PROMPT
Gather every line in the records below that contains the string "background" and copy each such line in full. Treat the match as case-sensitive.
—————
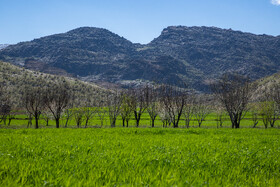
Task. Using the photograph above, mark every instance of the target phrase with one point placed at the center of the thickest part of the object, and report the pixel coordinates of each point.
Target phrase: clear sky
(139, 21)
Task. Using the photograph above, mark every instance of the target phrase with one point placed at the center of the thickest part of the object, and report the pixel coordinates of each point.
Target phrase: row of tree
(232, 94)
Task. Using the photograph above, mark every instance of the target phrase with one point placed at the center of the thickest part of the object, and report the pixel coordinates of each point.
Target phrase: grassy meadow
(139, 157)
(207, 156)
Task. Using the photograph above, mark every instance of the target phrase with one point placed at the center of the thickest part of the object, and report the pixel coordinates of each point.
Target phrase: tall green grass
(139, 157)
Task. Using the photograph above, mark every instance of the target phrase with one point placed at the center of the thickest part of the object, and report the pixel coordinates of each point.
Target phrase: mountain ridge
(192, 55)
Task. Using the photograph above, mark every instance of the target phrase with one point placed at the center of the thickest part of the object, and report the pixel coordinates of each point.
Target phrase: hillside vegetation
(192, 55)
(15, 79)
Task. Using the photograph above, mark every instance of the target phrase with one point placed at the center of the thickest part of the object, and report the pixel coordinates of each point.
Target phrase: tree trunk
(123, 122)
(57, 122)
(36, 122)
(153, 122)
(137, 122)
(113, 124)
(66, 123)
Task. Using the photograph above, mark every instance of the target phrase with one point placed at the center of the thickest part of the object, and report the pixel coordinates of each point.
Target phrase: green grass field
(21, 122)
(140, 157)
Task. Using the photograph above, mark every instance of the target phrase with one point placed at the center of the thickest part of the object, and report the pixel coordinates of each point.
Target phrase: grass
(21, 122)
(139, 157)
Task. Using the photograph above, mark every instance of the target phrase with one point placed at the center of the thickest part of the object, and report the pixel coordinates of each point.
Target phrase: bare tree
(67, 115)
(78, 114)
(32, 101)
(164, 116)
(255, 112)
(189, 110)
(114, 102)
(234, 93)
(126, 108)
(152, 103)
(47, 117)
(139, 103)
(89, 110)
(173, 99)
(5, 105)
(57, 98)
(201, 110)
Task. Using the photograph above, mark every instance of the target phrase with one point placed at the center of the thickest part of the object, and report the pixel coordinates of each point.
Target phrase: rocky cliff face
(180, 54)
(2, 46)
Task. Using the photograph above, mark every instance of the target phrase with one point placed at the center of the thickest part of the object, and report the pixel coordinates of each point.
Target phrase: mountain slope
(180, 54)
(16, 79)
(2, 46)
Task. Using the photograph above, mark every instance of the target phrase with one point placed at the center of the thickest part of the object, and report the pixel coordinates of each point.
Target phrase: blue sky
(139, 21)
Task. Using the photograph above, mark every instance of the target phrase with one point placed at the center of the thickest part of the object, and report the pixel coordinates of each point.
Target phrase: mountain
(192, 55)
(16, 79)
(2, 46)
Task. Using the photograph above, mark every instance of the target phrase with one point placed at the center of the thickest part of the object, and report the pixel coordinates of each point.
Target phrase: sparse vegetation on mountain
(195, 55)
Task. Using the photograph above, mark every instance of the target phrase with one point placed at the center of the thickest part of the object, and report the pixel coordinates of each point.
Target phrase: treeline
(232, 97)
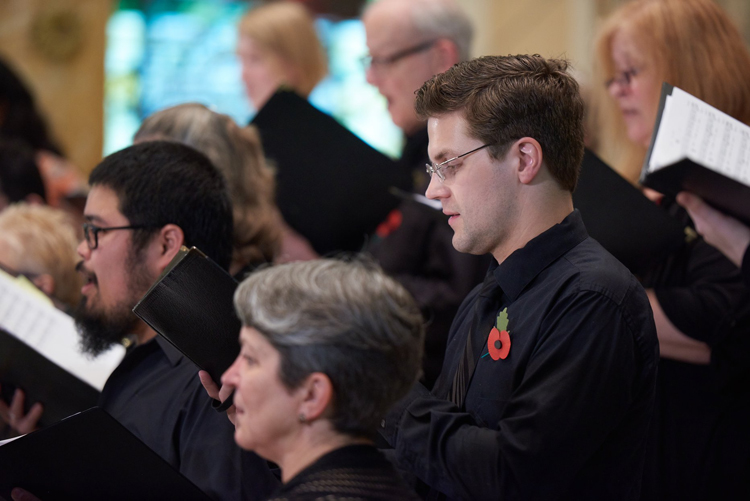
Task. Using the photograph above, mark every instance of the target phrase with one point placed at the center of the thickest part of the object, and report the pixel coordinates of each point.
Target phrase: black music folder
(191, 305)
(90, 456)
(61, 393)
(697, 148)
(332, 187)
(616, 214)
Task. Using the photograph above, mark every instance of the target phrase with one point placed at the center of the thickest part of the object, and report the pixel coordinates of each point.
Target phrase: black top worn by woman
(699, 438)
(354, 472)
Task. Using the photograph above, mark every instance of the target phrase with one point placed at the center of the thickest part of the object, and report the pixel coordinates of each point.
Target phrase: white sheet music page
(692, 129)
(52, 333)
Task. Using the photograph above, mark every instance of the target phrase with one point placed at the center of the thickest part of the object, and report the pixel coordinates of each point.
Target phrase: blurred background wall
(98, 67)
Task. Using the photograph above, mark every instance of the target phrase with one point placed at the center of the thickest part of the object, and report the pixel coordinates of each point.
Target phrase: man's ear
(530, 157)
(445, 55)
(168, 243)
(317, 396)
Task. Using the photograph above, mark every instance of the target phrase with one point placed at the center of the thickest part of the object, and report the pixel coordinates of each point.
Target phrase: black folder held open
(332, 187)
(616, 214)
(697, 148)
(90, 456)
(191, 305)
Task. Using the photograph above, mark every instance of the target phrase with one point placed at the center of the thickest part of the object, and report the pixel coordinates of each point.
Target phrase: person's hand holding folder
(13, 414)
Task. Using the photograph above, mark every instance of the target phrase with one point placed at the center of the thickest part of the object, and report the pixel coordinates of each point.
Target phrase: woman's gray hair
(434, 19)
(346, 319)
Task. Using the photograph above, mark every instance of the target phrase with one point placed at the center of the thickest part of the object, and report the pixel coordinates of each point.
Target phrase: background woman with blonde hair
(278, 46)
(700, 443)
(691, 44)
(40, 243)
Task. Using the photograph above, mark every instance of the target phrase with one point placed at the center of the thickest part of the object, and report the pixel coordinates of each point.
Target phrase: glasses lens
(88, 234)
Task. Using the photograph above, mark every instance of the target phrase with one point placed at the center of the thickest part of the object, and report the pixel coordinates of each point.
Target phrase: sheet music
(52, 333)
(692, 129)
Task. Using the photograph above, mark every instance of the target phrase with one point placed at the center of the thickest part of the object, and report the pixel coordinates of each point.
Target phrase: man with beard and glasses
(145, 202)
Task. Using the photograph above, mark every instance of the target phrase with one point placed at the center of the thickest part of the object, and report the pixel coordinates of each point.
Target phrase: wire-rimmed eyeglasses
(438, 169)
(375, 62)
(91, 232)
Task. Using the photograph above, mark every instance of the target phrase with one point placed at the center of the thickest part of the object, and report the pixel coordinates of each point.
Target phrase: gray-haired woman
(327, 347)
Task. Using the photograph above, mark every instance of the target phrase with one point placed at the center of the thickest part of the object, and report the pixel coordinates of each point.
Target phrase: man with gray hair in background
(410, 41)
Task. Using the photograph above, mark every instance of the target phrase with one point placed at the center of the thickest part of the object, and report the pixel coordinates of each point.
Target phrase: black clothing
(565, 415)
(418, 252)
(351, 473)
(699, 436)
(156, 394)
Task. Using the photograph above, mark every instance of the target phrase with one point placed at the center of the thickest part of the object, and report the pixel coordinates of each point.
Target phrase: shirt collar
(524, 264)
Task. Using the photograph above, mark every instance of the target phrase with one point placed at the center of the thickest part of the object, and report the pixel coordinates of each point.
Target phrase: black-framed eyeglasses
(439, 168)
(623, 78)
(374, 62)
(91, 232)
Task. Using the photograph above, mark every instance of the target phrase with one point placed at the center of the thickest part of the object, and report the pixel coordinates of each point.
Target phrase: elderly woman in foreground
(327, 347)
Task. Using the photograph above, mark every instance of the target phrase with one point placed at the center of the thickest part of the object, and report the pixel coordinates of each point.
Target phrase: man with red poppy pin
(561, 412)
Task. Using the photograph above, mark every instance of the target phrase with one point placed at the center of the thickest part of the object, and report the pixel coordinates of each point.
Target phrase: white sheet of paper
(692, 129)
(51, 333)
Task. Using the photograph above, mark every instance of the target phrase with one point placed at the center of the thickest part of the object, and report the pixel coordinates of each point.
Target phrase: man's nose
(436, 190)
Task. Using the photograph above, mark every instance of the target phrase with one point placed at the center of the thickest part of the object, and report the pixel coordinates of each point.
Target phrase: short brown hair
(505, 98)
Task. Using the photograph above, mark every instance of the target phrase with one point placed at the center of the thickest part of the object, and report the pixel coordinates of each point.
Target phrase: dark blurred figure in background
(20, 180)
(260, 234)
(278, 46)
(410, 41)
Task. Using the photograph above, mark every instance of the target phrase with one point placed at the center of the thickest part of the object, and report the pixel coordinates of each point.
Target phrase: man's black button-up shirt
(156, 394)
(565, 414)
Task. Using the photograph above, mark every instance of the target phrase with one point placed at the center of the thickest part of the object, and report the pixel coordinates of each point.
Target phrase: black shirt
(156, 394)
(352, 473)
(565, 415)
(699, 435)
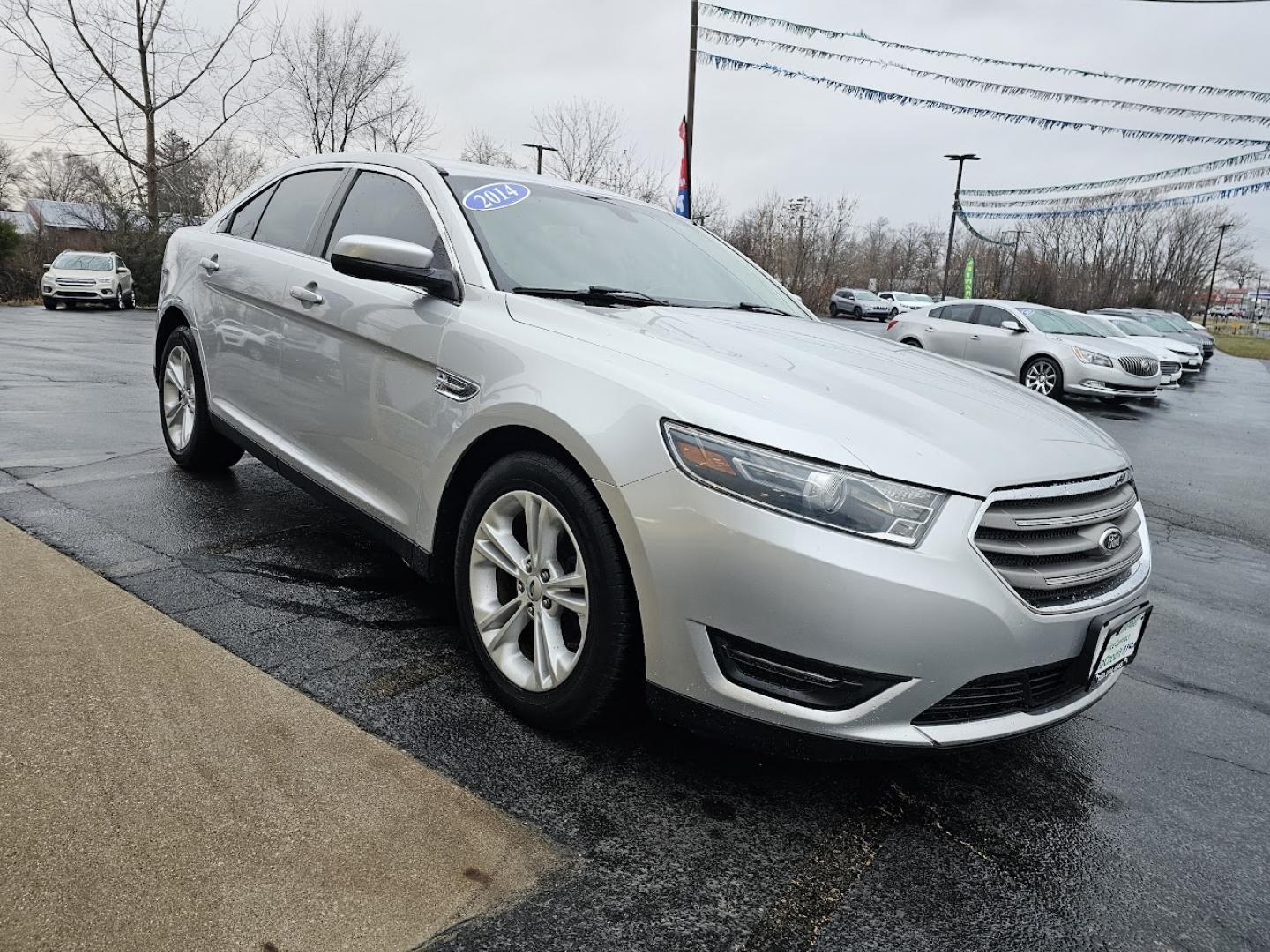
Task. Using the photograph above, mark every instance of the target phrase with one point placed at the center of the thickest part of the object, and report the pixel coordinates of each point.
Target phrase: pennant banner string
(878, 95)
(969, 227)
(753, 19)
(1151, 192)
(1222, 195)
(964, 83)
(1243, 159)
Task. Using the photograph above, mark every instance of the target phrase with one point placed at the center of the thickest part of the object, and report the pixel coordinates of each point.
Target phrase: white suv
(88, 279)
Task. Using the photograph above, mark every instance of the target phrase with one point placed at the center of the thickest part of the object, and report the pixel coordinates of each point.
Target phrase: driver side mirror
(392, 260)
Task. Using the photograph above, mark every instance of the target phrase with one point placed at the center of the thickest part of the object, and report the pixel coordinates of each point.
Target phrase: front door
(360, 362)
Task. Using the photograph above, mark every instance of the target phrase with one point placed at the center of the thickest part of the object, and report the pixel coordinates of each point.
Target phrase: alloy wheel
(178, 398)
(528, 591)
(1042, 377)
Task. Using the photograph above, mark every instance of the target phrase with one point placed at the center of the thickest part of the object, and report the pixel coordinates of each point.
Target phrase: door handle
(306, 294)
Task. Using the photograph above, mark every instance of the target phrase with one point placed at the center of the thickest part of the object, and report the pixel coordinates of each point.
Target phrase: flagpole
(692, 97)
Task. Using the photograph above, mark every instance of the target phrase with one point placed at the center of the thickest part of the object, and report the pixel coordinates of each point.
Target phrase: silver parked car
(859, 303)
(1048, 351)
(1177, 357)
(640, 461)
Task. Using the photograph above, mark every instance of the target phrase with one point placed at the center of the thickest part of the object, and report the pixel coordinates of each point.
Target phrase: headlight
(1091, 357)
(820, 493)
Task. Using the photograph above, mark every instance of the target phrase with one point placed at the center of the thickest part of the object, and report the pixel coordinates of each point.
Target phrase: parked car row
(1117, 354)
(86, 279)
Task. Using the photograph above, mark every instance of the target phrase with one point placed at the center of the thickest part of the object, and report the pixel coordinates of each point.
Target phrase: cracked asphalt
(1142, 824)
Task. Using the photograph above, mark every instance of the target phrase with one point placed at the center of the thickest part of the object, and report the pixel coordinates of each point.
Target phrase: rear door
(990, 346)
(945, 329)
(360, 361)
(245, 271)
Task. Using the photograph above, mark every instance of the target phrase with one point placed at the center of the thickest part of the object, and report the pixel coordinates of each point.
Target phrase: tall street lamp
(957, 204)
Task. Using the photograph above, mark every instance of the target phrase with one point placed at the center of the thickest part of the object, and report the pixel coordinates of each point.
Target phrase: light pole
(540, 152)
(1013, 260)
(1221, 234)
(957, 202)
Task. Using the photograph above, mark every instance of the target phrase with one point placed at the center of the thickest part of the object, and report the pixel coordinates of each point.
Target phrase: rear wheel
(544, 591)
(187, 427)
(1042, 376)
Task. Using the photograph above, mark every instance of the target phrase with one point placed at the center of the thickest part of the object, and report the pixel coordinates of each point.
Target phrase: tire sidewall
(184, 337)
(609, 611)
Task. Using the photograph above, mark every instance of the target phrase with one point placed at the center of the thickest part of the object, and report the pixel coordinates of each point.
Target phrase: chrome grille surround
(1140, 366)
(1045, 542)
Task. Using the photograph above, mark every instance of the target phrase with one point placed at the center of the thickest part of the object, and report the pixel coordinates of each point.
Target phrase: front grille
(1027, 691)
(1140, 366)
(1056, 546)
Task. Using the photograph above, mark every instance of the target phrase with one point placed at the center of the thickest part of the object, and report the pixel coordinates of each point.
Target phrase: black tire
(609, 652)
(207, 450)
(1057, 390)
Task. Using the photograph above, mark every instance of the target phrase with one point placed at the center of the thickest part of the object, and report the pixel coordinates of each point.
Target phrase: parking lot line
(159, 792)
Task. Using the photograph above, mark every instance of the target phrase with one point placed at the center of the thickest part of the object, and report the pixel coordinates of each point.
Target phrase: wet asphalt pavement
(1142, 824)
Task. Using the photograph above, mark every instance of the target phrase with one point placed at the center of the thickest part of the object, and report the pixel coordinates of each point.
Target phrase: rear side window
(387, 207)
(955, 312)
(992, 316)
(296, 205)
(248, 216)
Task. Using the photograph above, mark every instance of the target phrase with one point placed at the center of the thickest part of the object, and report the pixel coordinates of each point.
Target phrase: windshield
(544, 236)
(1050, 322)
(81, 262)
(1136, 329)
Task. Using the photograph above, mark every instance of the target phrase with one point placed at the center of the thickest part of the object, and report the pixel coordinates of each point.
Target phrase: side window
(296, 205)
(387, 207)
(992, 316)
(248, 216)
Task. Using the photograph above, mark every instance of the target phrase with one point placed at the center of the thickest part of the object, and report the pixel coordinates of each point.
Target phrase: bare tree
(13, 173)
(342, 84)
(228, 167)
(121, 66)
(60, 176)
(591, 149)
(482, 149)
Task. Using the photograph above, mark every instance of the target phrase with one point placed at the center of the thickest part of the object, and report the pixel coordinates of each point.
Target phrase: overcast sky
(493, 63)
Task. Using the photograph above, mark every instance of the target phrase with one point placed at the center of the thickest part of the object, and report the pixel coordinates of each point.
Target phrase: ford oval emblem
(1110, 541)
(497, 195)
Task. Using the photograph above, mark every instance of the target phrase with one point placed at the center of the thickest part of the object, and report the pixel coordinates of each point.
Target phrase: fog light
(799, 681)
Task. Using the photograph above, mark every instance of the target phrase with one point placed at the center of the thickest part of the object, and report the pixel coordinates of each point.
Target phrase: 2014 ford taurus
(640, 460)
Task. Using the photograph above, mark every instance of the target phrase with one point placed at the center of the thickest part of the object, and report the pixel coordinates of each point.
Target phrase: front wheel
(544, 591)
(187, 427)
(1042, 376)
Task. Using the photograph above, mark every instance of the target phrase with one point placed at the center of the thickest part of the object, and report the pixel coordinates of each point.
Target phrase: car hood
(77, 273)
(839, 395)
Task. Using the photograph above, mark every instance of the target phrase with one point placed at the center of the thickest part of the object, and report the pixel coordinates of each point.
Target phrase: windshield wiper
(594, 294)
(751, 306)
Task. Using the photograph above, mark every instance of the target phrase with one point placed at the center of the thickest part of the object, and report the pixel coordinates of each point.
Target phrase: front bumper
(937, 616)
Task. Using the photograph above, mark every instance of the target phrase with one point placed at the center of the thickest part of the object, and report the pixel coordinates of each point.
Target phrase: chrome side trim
—————
RIGHT ANSWER
Target phrase: blurred background wall
Target phrase: background woman with blonde hair
Target phrase: man with gray hair in background
Target phrase: dark blurred figure in background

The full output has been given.